[Your goal]:
Copy out the entries below word for word, from the line containing "Rules. Find each instance of the bush" through the line containing "point(322, 224)", both lines included.
[Start of Records for processing]
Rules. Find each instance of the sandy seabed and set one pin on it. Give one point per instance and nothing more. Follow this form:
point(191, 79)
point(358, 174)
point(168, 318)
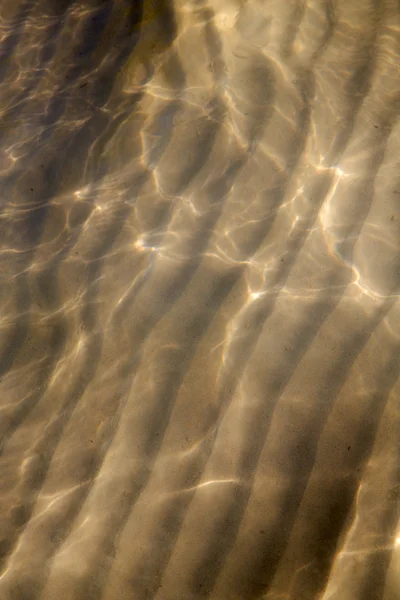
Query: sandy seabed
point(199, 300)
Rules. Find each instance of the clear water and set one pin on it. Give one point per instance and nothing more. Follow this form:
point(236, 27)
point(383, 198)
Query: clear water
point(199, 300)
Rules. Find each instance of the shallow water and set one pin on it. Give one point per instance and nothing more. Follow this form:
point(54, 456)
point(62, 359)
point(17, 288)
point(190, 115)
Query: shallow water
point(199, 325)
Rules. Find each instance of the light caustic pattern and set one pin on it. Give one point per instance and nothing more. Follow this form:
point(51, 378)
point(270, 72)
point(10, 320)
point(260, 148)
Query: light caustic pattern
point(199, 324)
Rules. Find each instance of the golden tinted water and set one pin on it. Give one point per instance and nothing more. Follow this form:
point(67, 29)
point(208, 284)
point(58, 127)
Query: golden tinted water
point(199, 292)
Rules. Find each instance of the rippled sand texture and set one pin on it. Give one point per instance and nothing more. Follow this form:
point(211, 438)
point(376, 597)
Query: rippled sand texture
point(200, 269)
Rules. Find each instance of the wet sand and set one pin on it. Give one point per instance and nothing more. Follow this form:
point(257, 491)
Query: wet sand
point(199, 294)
[End of Records for processing]
[Start of Records for processing]
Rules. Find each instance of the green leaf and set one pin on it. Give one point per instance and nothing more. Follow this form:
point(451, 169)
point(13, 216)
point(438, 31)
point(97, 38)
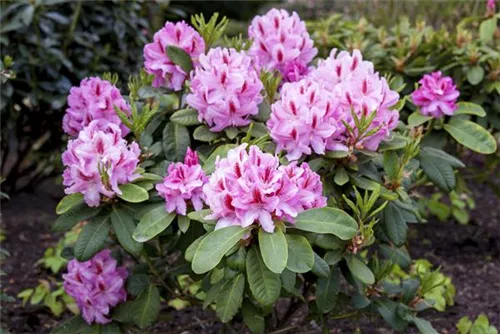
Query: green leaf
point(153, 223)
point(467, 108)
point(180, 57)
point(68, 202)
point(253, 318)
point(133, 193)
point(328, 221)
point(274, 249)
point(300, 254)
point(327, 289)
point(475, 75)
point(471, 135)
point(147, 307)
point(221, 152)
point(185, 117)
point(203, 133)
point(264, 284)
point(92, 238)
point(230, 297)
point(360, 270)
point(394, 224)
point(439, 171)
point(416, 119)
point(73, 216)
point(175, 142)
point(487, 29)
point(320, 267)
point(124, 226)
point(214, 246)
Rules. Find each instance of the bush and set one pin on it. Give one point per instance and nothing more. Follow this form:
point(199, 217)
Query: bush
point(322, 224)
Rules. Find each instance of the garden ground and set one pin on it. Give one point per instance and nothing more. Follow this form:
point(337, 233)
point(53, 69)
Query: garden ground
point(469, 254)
[End of Records for processing]
[Start of Records for processing]
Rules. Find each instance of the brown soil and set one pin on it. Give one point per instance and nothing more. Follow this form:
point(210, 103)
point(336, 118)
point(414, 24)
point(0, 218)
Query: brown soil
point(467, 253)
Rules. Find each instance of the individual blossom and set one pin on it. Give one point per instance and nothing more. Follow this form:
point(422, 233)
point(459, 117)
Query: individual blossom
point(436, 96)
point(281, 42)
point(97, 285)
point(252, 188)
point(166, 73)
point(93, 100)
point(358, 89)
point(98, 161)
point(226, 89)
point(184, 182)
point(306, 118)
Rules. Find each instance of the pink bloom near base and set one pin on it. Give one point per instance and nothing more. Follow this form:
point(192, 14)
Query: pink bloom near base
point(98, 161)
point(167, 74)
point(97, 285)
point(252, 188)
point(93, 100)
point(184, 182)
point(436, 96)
[End of Records for processing]
[Output of the exercise]:
Rules. Find each instance of the bush and set one pin on it. Give one point per instance and nothing more. Follow this form:
point(199, 217)
Query: bush
point(322, 224)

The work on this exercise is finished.